> **Your goal**: Return only the lines starting at the line that contains "query: the noun phrase to segment: black sleeveless" and ending with the final line of the listing; include both endpoints.
== Task material ==
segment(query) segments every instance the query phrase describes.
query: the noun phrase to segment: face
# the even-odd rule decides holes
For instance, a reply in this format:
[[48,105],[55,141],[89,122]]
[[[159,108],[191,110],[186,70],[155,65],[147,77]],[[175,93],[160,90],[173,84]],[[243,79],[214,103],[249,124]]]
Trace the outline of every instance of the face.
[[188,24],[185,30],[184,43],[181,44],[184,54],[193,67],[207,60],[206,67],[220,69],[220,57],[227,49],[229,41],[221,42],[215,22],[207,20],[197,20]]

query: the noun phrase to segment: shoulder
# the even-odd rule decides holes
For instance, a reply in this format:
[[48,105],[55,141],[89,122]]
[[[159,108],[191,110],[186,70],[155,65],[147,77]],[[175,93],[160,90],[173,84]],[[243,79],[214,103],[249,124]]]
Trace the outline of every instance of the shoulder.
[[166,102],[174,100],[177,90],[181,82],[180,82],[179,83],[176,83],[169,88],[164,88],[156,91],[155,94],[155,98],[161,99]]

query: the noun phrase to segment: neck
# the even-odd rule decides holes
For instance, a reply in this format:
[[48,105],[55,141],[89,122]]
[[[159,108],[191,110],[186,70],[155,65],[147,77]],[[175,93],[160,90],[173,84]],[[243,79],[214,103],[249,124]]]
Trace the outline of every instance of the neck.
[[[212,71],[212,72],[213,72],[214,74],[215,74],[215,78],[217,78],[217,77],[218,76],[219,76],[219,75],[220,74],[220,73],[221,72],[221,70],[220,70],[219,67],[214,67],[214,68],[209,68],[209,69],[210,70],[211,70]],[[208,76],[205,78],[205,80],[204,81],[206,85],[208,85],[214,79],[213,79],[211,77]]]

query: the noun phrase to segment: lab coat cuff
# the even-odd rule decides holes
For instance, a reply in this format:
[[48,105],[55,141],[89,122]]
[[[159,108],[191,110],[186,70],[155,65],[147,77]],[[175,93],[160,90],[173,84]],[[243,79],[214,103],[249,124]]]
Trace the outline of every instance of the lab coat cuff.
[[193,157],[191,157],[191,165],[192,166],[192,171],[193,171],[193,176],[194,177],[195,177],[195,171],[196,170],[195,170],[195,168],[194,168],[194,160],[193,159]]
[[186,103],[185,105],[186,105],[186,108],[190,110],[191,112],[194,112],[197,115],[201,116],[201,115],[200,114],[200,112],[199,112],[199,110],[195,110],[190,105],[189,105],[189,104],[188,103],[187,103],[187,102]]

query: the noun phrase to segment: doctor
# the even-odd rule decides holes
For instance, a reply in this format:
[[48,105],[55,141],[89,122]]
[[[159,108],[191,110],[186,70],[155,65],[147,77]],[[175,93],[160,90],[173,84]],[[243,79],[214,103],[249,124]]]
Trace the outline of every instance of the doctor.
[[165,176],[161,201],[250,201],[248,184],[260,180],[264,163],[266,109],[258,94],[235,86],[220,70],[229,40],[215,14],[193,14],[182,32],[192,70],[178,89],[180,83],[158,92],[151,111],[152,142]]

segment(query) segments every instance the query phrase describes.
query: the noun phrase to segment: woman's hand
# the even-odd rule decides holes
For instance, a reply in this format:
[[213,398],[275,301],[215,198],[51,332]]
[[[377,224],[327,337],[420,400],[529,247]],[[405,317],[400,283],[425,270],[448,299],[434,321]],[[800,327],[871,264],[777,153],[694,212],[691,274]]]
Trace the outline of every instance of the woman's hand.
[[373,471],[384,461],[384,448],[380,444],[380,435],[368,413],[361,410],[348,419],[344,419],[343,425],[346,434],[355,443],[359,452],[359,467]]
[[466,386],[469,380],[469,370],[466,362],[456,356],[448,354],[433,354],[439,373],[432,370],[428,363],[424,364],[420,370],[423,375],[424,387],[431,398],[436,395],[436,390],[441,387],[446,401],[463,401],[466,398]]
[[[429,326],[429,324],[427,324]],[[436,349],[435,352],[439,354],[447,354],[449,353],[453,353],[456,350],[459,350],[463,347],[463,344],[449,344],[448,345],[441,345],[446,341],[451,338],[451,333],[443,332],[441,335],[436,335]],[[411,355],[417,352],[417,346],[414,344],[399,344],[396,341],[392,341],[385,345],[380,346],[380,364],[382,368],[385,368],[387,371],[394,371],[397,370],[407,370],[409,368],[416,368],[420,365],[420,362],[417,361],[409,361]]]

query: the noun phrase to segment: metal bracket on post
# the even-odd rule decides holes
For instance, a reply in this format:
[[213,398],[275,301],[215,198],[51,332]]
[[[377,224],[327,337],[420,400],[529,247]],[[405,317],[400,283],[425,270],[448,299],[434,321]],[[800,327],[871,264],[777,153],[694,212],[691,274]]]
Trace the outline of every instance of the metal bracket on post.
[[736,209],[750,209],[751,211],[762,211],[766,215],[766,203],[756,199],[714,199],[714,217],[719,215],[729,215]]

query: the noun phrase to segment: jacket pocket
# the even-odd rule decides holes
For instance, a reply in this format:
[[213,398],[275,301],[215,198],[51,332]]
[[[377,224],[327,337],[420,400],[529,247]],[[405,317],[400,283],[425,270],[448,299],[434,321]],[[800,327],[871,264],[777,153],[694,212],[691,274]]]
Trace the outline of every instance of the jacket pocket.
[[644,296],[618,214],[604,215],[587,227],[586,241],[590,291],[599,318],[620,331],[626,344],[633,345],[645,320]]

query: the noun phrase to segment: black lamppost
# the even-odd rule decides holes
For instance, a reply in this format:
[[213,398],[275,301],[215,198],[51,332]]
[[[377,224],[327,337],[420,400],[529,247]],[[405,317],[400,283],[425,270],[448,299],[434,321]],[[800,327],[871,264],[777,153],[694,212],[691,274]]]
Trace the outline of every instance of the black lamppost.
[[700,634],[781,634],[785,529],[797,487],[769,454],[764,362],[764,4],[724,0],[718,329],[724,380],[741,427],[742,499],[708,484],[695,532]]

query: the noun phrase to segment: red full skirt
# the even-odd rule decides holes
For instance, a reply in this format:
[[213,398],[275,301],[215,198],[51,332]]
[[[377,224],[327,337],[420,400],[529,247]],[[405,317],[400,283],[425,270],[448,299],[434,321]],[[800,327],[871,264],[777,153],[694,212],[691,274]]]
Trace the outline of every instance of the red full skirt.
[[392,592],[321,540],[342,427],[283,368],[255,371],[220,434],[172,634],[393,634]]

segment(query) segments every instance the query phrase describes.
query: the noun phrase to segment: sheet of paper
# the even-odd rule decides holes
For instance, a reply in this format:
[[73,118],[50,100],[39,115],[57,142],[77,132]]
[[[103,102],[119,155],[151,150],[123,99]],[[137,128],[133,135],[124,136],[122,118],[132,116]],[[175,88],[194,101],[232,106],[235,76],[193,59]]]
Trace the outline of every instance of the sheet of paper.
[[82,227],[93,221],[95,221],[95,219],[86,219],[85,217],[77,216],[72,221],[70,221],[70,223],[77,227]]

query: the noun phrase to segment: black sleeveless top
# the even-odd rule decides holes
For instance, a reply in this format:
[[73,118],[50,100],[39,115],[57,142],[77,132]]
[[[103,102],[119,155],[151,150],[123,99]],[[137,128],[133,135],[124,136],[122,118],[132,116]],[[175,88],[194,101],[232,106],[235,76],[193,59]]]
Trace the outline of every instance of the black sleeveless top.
===
> **Task output**:
query: the noun phrase to segment: black sleeveless top
# the even-odd rule decides holes
For instance, a reply in this format:
[[73,118],[50,100],[39,115],[57,142],[77,132]]
[[[103,102],[119,155],[151,150],[123,99]],[[137,128],[133,135],[124,136],[122,118],[132,116]],[[175,88],[194,101],[232,106],[235,76],[193,59]]]
Trace the outline of every instance of the black sleeveless top.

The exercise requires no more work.